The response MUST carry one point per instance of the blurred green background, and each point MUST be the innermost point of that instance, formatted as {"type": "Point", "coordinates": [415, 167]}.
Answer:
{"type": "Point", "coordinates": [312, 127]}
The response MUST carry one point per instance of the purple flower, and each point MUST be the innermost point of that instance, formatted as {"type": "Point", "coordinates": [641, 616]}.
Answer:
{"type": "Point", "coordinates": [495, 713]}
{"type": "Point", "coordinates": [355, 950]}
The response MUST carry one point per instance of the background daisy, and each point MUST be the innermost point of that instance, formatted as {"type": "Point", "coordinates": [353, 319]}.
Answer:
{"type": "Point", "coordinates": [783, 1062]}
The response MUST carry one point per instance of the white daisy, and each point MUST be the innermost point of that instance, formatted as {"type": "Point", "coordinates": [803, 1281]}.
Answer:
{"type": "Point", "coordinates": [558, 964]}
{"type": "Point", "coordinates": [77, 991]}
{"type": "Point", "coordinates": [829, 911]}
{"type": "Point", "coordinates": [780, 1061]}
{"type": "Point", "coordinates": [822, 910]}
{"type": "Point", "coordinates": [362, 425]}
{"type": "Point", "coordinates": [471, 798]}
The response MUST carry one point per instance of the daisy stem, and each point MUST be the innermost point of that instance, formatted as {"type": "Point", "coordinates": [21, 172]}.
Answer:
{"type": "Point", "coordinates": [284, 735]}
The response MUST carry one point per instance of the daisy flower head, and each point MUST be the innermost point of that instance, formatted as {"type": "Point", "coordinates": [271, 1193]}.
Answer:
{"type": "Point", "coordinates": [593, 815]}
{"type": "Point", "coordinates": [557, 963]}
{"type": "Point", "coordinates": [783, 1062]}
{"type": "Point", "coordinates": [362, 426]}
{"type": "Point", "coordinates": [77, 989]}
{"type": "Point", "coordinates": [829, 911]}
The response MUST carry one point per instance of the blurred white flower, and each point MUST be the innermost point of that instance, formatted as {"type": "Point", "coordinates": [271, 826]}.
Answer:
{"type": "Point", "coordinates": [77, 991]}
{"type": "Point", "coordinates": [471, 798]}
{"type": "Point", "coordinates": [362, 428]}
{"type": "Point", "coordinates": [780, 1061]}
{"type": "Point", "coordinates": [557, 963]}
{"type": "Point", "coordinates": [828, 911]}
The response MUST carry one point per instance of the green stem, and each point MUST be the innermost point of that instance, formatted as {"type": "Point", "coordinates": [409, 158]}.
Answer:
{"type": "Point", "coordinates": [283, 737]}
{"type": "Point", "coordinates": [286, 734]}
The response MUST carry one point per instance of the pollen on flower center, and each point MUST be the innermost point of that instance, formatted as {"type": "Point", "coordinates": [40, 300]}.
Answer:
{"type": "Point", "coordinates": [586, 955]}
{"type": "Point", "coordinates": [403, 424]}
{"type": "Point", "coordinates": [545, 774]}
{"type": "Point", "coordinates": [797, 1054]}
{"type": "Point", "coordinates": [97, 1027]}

++++++++++++++++++++

## Exercise description
Set all of the entries down again, exactly as they were given.

## Result of this task
The response MUST carry one point per instance of the blurred green background, and each point MUST be the innermost point of that instance, formatted as {"type": "Point", "coordinates": [415, 167]}.
Answer:
{"type": "Point", "coordinates": [312, 127]}
The response MUST carry one point per instance of the purple flower, and each point MUST be the innermost point of that instance, formatted as {"type": "Point", "coordinates": [641, 616]}.
Answer:
{"type": "Point", "coordinates": [495, 713]}
{"type": "Point", "coordinates": [355, 950]}
The response MUST carry one point per instance of the background daisy, and each point MUST be the innermost point of that instance, formatted as {"type": "Point", "coordinates": [353, 319]}.
Answer:
{"type": "Point", "coordinates": [783, 1062]}
The response MUST carry one point per instance of the white daisy, and each point MUST be the innermost point of that instance, formatted as {"type": "Point", "coordinates": [803, 1281]}.
Answer:
{"type": "Point", "coordinates": [558, 964]}
{"type": "Point", "coordinates": [77, 991]}
{"type": "Point", "coordinates": [829, 911]}
{"type": "Point", "coordinates": [780, 1061]}
{"type": "Point", "coordinates": [822, 910]}
{"type": "Point", "coordinates": [362, 425]}
{"type": "Point", "coordinates": [471, 798]}
The response MUST carry one point per instance of the daisy stem, and each point MUST be the innermost point of that instance, formatted as {"type": "Point", "coordinates": [21, 172]}.
Answer:
{"type": "Point", "coordinates": [284, 735]}
The response MUST carry one point per instance of the daisy flower head, and each point MUST be the innermost point of that instance, formatted as {"type": "Point", "coordinates": [271, 1193]}.
Answer:
{"type": "Point", "coordinates": [593, 815]}
{"type": "Point", "coordinates": [557, 963]}
{"type": "Point", "coordinates": [783, 1062]}
{"type": "Point", "coordinates": [362, 426]}
{"type": "Point", "coordinates": [77, 989]}
{"type": "Point", "coordinates": [829, 911]}
The response MUST carry one point per instance of the blurred white flower, and each point MUST be the innermost point of that instance, formatted as {"type": "Point", "coordinates": [271, 826]}.
Answer:
{"type": "Point", "coordinates": [77, 991]}
{"type": "Point", "coordinates": [471, 798]}
{"type": "Point", "coordinates": [362, 428]}
{"type": "Point", "coordinates": [780, 1061]}
{"type": "Point", "coordinates": [557, 963]}
{"type": "Point", "coordinates": [828, 911]}
The response MUST carry one point per instance of the green stem, and each point MUST be the innermost point of that instance, formatted as {"type": "Point", "coordinates": [409, 158]}.
Answer:
{"type": "Point", "coordinates": [283, 737]}
{"type": "Point", "coordinates": [286, 734]}
The response MUST carry one point per instance of the pollen on flower center, and each point MUST be the innermost point of that instance, formatted as {"type": "Point", "coordinates": [40, 300]}.
Answer:
{"type": "Point", "coordinates": [586, 955]}
{"type": "Point", "coordinates": [403, 424]}
{"type": "Point", "coordinates": [545, 774]}
{"type": "Point", "coordinates": [797, 1054]}
{"type": "Point", "coordinates": [97, 1027]}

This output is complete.